**What to work on:** Identify the line in which "the short haircut." appears, then reproduce that line and all remaining lines of the records word for word.

_ _ _ _ _ _ _

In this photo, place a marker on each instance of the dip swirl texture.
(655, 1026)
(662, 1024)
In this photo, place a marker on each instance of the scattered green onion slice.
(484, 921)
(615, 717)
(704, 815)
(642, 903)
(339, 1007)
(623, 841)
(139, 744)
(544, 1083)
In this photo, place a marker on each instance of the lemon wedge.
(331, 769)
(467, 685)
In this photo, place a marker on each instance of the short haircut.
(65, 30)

_ _ _ _ _ _ _

**Response below:**
In this photo, place a marker on each instance of the short haircut.
(65, 30)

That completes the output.